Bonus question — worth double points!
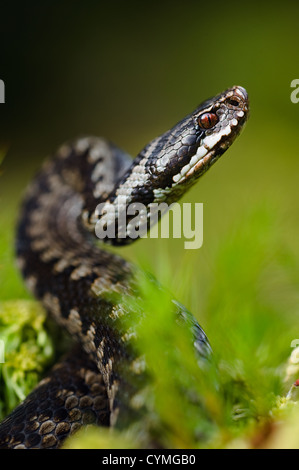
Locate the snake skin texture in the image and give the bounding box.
[0,348,109,449]
[0,86,249,448]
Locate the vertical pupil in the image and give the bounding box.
[199,113,218,129]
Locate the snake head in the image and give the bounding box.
[148,85,249,201]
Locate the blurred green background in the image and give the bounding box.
[1,0,299,445]
[1,2,299,299]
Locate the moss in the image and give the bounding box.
[0,300,54,419]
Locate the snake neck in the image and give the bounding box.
[83,86,249,245]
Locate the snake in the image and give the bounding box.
[0,86,249,448]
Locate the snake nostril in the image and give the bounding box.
[227,99,240,107]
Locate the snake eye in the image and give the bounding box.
[198,112,219,129]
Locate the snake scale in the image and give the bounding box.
[0,86,249,448]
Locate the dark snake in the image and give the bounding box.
[0,86,249,448]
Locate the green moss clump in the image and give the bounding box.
[0,300,54,419]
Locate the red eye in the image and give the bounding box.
[198,112,219,129]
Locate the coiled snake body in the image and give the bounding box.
[0,86,249,448]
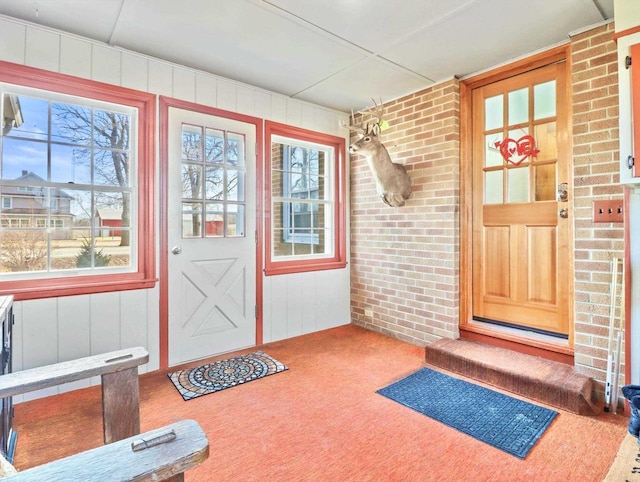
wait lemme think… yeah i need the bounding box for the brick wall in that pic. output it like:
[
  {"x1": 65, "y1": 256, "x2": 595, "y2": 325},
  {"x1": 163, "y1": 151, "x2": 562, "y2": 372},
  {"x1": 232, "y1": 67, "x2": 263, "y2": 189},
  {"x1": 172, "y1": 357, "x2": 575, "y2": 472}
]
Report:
[
  {"x1": 570, "y1": 22, "x2": 624, "y2": 383},
  {"x1": 350, "y1": 22, "x2": 623, "y2": 388},
  {"x1": 350, "y1": 79, "x2": 460, "y2": 344}
]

- - -

Repeat the material exactly, without images.

Bonus question — worth double points!
Locate the snake skin texture in the image and give the bounding box.
[0,348,109,449]
[0,86,249,448]
Locate the vertical pupil in the image and give the bounding box.
[199,113,218,129]
Locate the snake head in the image and give the bounding box.
[148,85,249,201]
Locate the blurred green background in the image and give the bounding box.
[1,0,299,445]
[1,2,299,299]
Locate the moss in the image and give the bounding box.
[0,300,54,419]
Locate the snake neck in the image and give the bounding box.
[83,86,249,245]
Locate the snake in the image and give the bounding box.
[0,86,249,448]
Locate the snake nostril in the image and give the bounding box.
[227,99,240,107]
Locate the snake eye in the image and give the bounding box.
[198,112,219,129]
Locate the snake scale in the image and give the bounding box.
[0,86,249,448]
Locate the dark snake in the image and give the bounding box.
[0,86,249,448]
Locate the green moss clump in the image and give the bounding box.
[0,300,54,419]
Locate the red eye in the image and give the bounding box.
[198,112,219,129]
Locate the coiled snake body in the image and give the bounding box.
[0,86,249,448]
wait lemme think… yeah i need the bounding box for the brick wall in that pic. output it like:
[
  {"x1": 65, "y1": 256, "x2": 595, "y2": 325},
  {"x1": 163, "y1": 151, "x2": 562, "y2": 372},
  {"x1": 232, "y1": 67, "x2": 263, "y2": 189},
  {"x1": 172, "y1": 357, "x2": 575, "y2": 472}
]
Report:
[
  {"x1": 570, "y1": 22, "x2": 624, "y2": 383},
  {"x1": 350, "y1": 22, "x2": 623, "y2": 388},
  {"x1": 350, "y1": 79, "x2": 460, "y2": 344}
]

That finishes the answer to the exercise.